### Textabschnitt
Johann Jakob Sturz, anglisiert John James Sturz, Pseudonym Germano-Brasilicus, als brasilianischer Staatsbürger João Diogo Sturz (* 7. Dezember 1800 in Frankfurt am Main; † 4. Dezember 1877 in Friedenau, Landkreis Teltow), war ein deutsch-brasilianischer Bergbauingenieur und Publizist. Als Kolonisator und Kolonialpolitiker rief er deutsche Auswanderer in die brasilianischen Provinzen Bahia, Espírito Santo, Minas Gerais, Rio Grande do Sul und Santa Catarina. Das Kaiserreich Brasilien vertrat er von 1843 bis 1858 als Generalkonsul für Preußen in Berlin. Als Generalkonsul von Uruguay in Preußen (1863–1865) warb er anschließend für deutsche Ansiedlungen am Río de la Plata.

Sturz wurde als jüngster von zwölf Söhnen eines bayerischen Landesdirektionsrats in Frankfurt am Main geboren. Sein Vater verstarb früh. Im Hause seiner Mutter verkehrten der Geograph Carl Ritter und der Philosoph Friedrich Wilhelm Joseph Schelling. Letzterer soll ihn auch als Lehrer unterrichtet haben. Zum Kaufmann ausgebildet unternahm er eine Geschäftsreise nach Mexiko. Nach Europa zurückgekehrt studierte er in England Bergbau und Maschinenwesen.

### Vorliegende Zeilen
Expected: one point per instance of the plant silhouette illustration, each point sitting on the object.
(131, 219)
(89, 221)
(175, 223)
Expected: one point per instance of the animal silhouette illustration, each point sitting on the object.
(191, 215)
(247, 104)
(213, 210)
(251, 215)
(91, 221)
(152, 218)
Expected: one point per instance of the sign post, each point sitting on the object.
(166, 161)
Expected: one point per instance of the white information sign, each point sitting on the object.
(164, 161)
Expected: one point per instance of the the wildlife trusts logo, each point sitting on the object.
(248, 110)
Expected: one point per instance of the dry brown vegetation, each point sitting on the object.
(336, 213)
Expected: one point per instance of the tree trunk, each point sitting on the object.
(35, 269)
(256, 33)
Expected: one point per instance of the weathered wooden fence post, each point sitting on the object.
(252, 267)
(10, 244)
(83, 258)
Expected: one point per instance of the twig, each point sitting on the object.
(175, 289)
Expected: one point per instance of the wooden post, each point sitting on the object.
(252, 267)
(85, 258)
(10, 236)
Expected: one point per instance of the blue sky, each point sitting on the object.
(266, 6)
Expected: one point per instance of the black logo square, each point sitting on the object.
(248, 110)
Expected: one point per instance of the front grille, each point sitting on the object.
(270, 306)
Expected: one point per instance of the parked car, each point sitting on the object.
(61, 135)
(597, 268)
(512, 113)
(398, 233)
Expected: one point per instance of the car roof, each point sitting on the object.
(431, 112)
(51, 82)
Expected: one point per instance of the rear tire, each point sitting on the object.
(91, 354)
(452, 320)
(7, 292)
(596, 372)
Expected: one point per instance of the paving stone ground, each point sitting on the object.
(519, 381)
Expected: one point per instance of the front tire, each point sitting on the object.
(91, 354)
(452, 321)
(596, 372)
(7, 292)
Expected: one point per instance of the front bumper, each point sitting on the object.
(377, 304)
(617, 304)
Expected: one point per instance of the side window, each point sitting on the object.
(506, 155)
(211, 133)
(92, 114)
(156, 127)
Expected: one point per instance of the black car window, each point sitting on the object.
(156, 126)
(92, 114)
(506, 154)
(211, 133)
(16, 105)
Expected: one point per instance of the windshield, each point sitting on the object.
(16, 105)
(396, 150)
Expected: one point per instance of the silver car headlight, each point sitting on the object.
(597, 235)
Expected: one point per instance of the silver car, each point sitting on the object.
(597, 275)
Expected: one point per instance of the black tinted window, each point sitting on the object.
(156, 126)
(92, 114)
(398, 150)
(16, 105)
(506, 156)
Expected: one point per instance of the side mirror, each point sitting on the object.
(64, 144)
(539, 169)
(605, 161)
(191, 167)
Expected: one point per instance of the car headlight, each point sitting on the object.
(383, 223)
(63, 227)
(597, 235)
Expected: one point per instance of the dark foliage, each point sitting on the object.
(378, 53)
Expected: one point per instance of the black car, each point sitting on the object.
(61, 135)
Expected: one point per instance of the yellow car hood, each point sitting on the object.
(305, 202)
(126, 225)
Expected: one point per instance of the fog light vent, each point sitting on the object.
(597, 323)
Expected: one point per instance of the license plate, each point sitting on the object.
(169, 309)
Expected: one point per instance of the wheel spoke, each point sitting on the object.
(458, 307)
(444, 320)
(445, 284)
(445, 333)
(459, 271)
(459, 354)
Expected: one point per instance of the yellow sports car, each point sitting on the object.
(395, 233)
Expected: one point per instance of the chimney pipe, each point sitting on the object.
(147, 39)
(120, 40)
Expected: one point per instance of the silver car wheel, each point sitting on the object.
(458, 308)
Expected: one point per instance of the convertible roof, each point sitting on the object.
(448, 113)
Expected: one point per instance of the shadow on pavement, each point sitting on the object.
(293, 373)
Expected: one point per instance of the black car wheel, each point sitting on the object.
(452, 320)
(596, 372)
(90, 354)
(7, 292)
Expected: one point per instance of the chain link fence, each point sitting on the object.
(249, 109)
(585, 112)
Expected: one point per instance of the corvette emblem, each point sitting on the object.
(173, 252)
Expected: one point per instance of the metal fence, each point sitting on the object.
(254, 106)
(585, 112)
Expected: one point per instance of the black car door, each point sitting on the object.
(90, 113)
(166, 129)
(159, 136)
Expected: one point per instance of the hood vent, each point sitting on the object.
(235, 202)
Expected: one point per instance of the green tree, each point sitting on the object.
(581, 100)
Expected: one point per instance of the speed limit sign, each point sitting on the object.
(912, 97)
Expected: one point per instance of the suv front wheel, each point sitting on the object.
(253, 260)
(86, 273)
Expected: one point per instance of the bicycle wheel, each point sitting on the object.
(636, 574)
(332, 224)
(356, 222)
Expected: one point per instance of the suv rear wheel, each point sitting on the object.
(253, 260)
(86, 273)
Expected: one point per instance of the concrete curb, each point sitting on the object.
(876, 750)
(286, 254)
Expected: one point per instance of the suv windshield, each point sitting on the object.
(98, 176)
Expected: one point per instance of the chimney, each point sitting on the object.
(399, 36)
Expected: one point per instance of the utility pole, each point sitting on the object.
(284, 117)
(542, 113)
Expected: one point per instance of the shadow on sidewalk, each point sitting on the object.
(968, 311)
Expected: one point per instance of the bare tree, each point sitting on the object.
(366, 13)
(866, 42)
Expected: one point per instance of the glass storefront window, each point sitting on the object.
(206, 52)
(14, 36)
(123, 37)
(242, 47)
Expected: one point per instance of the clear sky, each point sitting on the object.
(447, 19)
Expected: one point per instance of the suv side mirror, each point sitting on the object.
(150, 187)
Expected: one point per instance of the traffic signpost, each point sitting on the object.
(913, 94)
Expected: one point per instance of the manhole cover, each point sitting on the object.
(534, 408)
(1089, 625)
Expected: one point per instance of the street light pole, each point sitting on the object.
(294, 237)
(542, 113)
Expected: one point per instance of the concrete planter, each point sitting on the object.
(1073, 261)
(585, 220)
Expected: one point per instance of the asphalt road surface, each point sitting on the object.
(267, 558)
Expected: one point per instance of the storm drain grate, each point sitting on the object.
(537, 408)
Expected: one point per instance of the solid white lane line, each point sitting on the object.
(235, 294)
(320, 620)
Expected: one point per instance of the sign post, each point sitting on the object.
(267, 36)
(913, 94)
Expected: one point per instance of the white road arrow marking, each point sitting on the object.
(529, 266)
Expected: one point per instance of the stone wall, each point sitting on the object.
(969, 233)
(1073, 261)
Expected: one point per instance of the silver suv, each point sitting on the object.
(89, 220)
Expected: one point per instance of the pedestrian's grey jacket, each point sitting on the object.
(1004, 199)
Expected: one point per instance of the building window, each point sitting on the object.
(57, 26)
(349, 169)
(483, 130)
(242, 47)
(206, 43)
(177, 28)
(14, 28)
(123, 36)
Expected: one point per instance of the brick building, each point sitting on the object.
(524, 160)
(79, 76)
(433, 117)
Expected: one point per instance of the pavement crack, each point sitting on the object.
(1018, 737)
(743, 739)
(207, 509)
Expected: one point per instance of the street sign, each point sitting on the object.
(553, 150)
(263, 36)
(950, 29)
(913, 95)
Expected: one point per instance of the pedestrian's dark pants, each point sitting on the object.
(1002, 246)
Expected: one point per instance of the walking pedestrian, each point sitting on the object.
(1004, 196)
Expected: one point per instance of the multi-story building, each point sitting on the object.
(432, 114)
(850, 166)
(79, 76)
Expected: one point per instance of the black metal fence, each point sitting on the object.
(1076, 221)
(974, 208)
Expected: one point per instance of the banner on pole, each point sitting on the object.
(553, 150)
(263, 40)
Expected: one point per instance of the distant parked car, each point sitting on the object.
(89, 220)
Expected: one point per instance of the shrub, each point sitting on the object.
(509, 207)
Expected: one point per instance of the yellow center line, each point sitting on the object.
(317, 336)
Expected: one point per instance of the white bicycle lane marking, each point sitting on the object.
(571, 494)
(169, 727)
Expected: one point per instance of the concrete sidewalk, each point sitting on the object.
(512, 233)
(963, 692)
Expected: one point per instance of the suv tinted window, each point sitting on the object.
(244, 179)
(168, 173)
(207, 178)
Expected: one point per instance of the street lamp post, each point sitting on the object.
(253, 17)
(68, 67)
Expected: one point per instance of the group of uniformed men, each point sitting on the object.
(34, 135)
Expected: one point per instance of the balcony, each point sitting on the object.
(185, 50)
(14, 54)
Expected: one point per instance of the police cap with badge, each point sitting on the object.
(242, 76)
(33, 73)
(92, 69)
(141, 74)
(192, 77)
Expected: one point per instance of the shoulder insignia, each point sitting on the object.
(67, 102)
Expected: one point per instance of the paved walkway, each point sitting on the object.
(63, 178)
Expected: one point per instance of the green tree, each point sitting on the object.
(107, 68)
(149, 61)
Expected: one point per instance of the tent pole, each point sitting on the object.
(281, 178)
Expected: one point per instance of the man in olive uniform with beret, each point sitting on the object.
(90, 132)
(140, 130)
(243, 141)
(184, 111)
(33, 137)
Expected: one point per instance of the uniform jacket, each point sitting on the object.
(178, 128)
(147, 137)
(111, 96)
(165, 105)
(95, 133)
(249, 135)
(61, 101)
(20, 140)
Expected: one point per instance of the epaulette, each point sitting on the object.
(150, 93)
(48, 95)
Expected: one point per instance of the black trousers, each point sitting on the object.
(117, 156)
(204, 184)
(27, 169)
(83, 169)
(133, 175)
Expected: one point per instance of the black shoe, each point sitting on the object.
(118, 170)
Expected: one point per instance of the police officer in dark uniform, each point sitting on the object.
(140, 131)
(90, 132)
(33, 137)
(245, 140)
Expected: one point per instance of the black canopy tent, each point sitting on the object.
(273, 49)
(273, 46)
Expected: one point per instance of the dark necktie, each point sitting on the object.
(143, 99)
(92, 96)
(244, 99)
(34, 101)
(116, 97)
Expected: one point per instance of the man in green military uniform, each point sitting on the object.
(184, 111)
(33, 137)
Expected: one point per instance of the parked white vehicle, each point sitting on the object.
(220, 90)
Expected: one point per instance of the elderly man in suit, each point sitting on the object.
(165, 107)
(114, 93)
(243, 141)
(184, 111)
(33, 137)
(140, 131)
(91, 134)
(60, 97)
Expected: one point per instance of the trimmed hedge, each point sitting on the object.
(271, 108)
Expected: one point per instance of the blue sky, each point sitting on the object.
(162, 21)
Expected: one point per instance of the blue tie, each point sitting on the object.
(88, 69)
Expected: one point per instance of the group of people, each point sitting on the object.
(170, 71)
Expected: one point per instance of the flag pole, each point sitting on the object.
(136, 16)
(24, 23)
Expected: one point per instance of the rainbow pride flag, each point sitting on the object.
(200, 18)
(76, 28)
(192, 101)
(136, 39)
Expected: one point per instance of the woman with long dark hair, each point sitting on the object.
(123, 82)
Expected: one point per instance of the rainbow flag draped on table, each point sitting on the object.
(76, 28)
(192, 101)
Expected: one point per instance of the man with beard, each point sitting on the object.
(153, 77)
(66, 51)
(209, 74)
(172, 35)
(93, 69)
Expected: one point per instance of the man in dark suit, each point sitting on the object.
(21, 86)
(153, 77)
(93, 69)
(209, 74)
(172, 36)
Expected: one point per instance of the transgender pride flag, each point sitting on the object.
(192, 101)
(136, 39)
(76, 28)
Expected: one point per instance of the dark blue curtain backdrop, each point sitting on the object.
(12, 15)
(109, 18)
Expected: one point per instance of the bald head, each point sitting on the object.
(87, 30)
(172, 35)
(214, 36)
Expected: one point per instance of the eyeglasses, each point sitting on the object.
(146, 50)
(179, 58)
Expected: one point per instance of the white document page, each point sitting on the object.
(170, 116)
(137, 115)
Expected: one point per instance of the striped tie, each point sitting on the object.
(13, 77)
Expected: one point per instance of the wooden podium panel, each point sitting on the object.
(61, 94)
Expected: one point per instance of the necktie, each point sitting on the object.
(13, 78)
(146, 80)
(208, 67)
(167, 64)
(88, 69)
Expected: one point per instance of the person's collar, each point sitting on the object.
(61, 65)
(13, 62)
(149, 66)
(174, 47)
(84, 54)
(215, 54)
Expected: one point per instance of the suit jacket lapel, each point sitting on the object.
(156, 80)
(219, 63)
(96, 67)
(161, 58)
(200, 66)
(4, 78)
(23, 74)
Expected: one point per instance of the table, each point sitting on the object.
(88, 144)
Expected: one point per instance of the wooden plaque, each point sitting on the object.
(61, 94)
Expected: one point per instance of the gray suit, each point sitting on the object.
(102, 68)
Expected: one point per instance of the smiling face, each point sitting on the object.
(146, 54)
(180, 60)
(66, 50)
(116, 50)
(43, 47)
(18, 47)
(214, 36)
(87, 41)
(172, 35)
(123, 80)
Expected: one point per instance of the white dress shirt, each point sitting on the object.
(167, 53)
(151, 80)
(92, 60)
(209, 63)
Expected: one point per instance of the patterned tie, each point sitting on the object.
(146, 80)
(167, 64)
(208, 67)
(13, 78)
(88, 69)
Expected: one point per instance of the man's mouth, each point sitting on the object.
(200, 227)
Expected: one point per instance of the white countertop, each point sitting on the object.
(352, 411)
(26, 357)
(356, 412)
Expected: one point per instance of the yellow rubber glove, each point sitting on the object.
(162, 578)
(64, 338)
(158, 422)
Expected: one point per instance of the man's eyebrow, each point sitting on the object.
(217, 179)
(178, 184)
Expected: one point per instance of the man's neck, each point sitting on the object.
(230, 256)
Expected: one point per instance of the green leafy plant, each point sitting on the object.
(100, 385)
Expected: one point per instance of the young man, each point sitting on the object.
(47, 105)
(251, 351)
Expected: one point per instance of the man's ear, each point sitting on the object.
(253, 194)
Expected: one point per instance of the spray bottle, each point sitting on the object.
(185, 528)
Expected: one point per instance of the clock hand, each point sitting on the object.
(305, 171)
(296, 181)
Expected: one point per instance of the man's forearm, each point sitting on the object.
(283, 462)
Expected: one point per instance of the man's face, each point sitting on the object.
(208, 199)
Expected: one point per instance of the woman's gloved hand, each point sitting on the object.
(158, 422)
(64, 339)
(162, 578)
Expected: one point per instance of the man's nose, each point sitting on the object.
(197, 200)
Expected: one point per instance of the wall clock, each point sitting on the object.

### Aufgabenstellung
In welcher Funktion vertrat Sturz laut dem Textabschnitt von 1843 bis 1858 das Kaiserreich Brasilien in Berlin?

### Lösung
Als Generalkonsul für Preußen.